**TASK REQUIREMENTS:** Render every line of the items below as a Markdown table with two columns, Row and Text, numbering each row and leaving out any blank lines.

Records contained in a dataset
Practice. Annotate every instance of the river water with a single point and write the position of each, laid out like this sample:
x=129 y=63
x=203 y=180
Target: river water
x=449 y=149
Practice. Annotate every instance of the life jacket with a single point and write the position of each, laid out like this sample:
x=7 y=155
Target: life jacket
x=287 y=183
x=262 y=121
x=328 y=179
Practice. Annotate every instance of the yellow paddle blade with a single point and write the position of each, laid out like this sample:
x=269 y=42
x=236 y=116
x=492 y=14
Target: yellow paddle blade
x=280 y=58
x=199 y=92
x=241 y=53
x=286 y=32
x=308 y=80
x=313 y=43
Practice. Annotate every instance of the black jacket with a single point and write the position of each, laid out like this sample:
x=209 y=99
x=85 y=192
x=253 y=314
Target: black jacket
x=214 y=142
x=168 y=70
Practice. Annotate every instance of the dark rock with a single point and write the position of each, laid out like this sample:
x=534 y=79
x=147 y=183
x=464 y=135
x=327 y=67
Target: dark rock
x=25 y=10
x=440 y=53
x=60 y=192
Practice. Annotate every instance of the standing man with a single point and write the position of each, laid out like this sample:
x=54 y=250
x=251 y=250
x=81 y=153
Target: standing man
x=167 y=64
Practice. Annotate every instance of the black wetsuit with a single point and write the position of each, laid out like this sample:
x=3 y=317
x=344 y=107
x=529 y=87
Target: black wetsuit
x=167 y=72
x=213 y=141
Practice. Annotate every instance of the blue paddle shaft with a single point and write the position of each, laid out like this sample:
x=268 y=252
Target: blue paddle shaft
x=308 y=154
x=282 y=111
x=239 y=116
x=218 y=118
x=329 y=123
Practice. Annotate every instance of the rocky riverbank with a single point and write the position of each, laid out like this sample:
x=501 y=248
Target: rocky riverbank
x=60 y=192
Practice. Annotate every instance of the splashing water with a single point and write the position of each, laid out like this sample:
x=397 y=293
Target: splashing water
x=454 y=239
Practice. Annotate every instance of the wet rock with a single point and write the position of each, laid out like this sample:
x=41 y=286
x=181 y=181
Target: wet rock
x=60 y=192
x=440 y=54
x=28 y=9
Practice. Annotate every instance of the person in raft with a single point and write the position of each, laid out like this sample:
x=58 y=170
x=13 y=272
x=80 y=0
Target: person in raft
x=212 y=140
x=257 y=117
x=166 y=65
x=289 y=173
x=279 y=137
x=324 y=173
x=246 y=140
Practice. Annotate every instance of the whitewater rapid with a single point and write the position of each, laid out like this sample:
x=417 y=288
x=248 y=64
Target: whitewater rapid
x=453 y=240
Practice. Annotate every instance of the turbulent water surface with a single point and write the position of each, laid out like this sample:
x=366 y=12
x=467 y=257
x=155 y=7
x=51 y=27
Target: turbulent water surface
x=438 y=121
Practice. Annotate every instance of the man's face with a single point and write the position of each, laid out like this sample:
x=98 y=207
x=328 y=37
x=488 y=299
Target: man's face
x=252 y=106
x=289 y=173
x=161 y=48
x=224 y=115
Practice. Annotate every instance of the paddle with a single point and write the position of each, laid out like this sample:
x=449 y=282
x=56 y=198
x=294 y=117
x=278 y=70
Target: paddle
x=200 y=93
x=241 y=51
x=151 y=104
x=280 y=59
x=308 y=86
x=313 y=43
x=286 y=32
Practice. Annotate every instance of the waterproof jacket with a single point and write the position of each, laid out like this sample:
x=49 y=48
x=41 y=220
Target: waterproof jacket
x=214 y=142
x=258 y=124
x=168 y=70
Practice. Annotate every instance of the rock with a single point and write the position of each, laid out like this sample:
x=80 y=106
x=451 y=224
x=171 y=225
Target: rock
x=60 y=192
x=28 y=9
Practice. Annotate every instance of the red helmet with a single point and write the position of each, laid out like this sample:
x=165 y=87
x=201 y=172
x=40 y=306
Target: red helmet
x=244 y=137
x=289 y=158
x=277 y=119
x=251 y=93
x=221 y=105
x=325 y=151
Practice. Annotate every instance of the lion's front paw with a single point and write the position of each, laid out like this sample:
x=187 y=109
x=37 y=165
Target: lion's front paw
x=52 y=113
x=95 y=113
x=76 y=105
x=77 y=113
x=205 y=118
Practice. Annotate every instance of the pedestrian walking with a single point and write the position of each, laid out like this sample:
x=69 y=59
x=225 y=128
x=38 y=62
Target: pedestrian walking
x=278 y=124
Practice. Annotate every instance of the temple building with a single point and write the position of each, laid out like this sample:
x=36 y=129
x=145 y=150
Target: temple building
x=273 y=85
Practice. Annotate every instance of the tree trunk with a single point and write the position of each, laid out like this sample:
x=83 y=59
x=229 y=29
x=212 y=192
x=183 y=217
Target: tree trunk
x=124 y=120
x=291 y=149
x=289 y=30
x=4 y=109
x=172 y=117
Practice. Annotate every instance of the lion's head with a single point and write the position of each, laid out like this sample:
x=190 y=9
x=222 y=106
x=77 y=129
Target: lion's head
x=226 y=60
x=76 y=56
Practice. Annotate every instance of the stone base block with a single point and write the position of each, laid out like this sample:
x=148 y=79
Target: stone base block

**RESULT BELOW:**
| Row | Text |
|---|---|
| 1 | Practice. Annotate every instance of the river water with a single point and write the position of each, laid out like this sample: |
| 2 | x=129 y=63 |
| 3 | x=203 y=180 |
| 4 | Target: river water |
| 5 | x=449 y=149 |
| 6 | Practice. Annotate every instance of the life jacket with a single point and write the position of each, laid out like this sample: |
| 7 | x=7 y=155 |
| 8 | Target: life jacket |
| 9 | x=287 y=183 |
| 10 | x=262 y=121 |
| 11 | x=328 y=179 |
| 12 | Practice. Annotate every instance of the yellow paddle blade with a single point and write the position of each, laid out like this sample: |
| 13 | x=269 y=42 |
| 14 | x=236 y=116 |
| 15 | x=492 y=14 |
| 16 | Target: yellow paddle blade |
| 17 | x=280 y=58 |
| 18 | x=199 y=92 |
| 19 | x=241 y=53 |
| 20 | x=286 y=32 |
| 21 | x=308 y=80 |
| 22 | x=313 y=43 |
| 23 | Practice. Annotate every instance of the black jacket with a single point and write the position of each, laid out like this sample: |
| 24 | x=209 y=99 |
| 25 | x=85 y=192 |
| 26 | x=253 y=314 |
| 27 | Target: black jacket |
| 28 | x=214 y=142 |
| 29 | x=168 y=70 |
| 30 | Practice. Annotate every instance of the dark rock with a single point and write the position of each, laid out like this sample: |
| 31 | x=534 y=79 |
| 32 | x=147 y=183 |
| 33 | x=464 y=135 |
| 34 | x=327 y=67 |
| 35 | Target: dark rock |
| 36 | x=25 y=10 |
| 37 | x=440 y=53 |
| 38 | x=60 y=192 |
| 39 | Practice. Annotate every instance of the standing man with a single point and write the position of each, laid out like this sample: |
| 40 | x=54 y=250 |
| 41 | x=251 y=250 |
| 42 | x=81 y=153 |
| 43 | Target: standing man |
| 44 | x=167 y=64 |
| 45 | Practice. Annotate every instance of the black wetsuit with a single point and write the position of each, laid out like this sample: |
| 46 | x=3 y=317 |
| 47 | x=344 y=107 |
| 48 | x=529 y=87 |
| 49 | Target: black wetsuit |
| 50 | x=167 y=72 |
| 51 | x=213 y=141 |
| 52 | Practice. Annotate every instance of the blue paddle shaft with a single point and write the position of each, laid out like this sample: |
| 53 | x=268 y=252 |
| 54 | Target: blue paddle shaft |
| 55 | x=308 y=154 |
| 56 | x=282 y=111 |
| 57 | x=239 y=116 |
| 58 | x=218 y=118 |
| 59 | x=329 y=123 |
| 60 | Practice. Annotate every instance of the rocky riverbank with a single point and write the position of each, laid out like this sample: |
| 61 | x=501 y=248 |
| 62 | Target: rocky riverbank |
| 63 | x=60 y=192 |
| 64 | Practice. Annotate every instance of the splashing water with a single point and write the position of each, laid out like this sample: |
| 65 | x=397 y=293 |
| 66 | Target: splashing water |
| 67 | x=454 y=239 |
| 68 | Practice. Annotate every instance of the wet rock with a single point and write the position of each, laid out like this sample: |
| 69 | x=41 y=286 |
| 70 | x=181 y=181 |
| 71 | Target: wet rock |
| 72 | x=60 y=192 |
| 73 | x=440 y=54 |
| 74 | x=28 y=9 |
| 75 | Practice. Annotate every instance of the person in raft with a single point and write the position of each, laid out like this sample: |
| 76 | x=58 y=170 |
| 77 | x=13 y=272 |
| 78 | x=80 y=0 |
| 79 | Target: person in raft |
| 80 | x=212 y=140 |
| 81 | x=257 y=117 |
| 82 | x=166 y=65 |
| 83 | x=289 y=173 |
| 84 | x=279 y=137 |
| 85 | x=324 y=173 |
| 86 | x=246 y=140 |
| 87 | Practice. Annotate every instance of the whitewater rapid with a single point and write the position of each, laid out like this sample: |
| 88 | x=417 y=288 |
| 89 | x=248 y=64 |
| 90 | Target: whitewater rapid |
| 91 | x=453 y=240 |
| 92 | Practice. Annotate every instance of the turbulent water surface with a single point and write the position of each, laid out like this sample: |
| 93 | x=366 y=12 |
| 94 | x=467 y=257 |
| 95 | x=155 y=7 |
| 96 | x=51 y=27 |
| 97 | Target: turbulent water surface |
| 98 | x=438 y=121 |
| 99 | Practice. Annotate every instance of the man's face with a single point and write the position of each, laid out like this sample: |
| 100 | x=98 y=207 |
| 101 | x=328 y=37 |
| 102 | x=488 y=299 |
| 103 | Target: man's face |
| 104 | x=252 y=106 |
| 105 | x=289 y=173 |
| 106 | x=161 y=48 |
| 107 | x=224 y=115 |
| 108 | Practice. Annotate every instance of the paddle with a single point and write the position of each, laid out like this sample: |
| 109 | x=449 y=282 |
| 110 | x=56 y=198 |
| 111 | x=294 y=117 |
| 112 | x=278 y=70 |
| 113 | Target: paddle |
| 114 | x=200 y=93 |
| 115 | x=241 y=51 |
| 116 | x=151 y=104 |
| 117 | x=280 y=59 |
| 118 | x=308 y=86 |
| 119 | x=313 y=43 |
| 120 | x=286 y=32 |
| 121 | Practice. Annotate every instance of the waterproof jacket with a single point and write the position of each, laid out like this sample: |
| 122 | x=49 y=48 |
| 123 | x=41 y=220 |
| 124 | Target: waterproof jacket |
| 125 | x=214 y=142 |
| 126 | x=258 y=124 |
| 127 | x=168 y=70 |
| 128 | Practice. Annotate every instance of the rock with a single point and write the position of each, laid out like this sample: |
| 129 | x=80 y=106 |
| 130 | x=451 y=224 |
| 131 | x=171 y=225 |
| 132 | Target: rock |
| 133 | x=60 y=192 |
| 134 | x=28 y=9 |
| 135 | Practice. Annotate every instance of the red helmet with a single point and write the position of each, laid out like this sample: |
| 136 | x=165 y=87 |
| 137 | x=201 y=172 |
| 138 | x=40 y=306 |
| 139 | Target: red helmet |
| 140 | x=244 y=137 |
| 141 | x=289 y=158 |
| 142 | x=277 y=119 |
| 143 | x=251 y=93 |
| 144 | x=221 y=105 |
| 145 | x=325 y=151 |
| 146 | Practice. Annotate every instance of the lion's front paw with a single point and write the position of each, laid out like this sample: |
| 147 | x=187 y=109 |
| 148 | x=37 y=165 |
| 149 | Target: lion's front paw |
| 150 | x=52 y=113 |
| 151 | x=95 y=113 |
| 152 | x=76 y=105 |
| 153 | x=77 y=113 |
| 154 | x=205 y=118 |
| 155 | Practice. Annotate every instance of the pedestrian walking with a single point and write the position of each, laid out like this sample: |
| 156 | x=69 y=59 |
| 157 | x=225 y=128 |
| 158 | x=38 y=62 |
| 159 | Target: pedestrian walking |
| 160 | x=278 y=124 |
| 161 | Practice. Annotate every instance of the temple building with a single point and write the position of each, laid out like this sample: |
| 162 | x=36 y=129 |
| 163 | x=145 y=150 |
| 164 | Target: temple building |
| 165 | x=273 y=85 |
| 166 | Practice. Annotate every instance of the tree trunk with a single point and write the position of each, laid out like this sample: |
| 167 | x=83 y=59 |
| 168 | x=229 y=29 |
| 169 | x=212 y=192 |
| 170 | x=183 y=217 |
| 171 | Target: tree trunk |
| 172 | x=124 y=120 |
| 173 | x=291 y=149 |
| 174 | x=289 y=30 |
| 175 | x=4 y=109 |
| 176 | x=172 y=117 |
| 177 | Practice. Annotate every instance of the lion's head with a single point and write the position of each, laid out like this sample: |
| 178 | x=190 y=9 |
| 179 | x=222 y=106 |
| 180 | x=77 y=129 |
| 181 | Target: lion's head |
| 182 | x=226 y=60 |
| 183 | x=76 y=56 |
| 184 | Practice. Annotate every instance of the stone base block with a single point and write the position of each, laid out like this sample: |
| 185 | x=148 y=79 |
| 186 | Target: stone base block |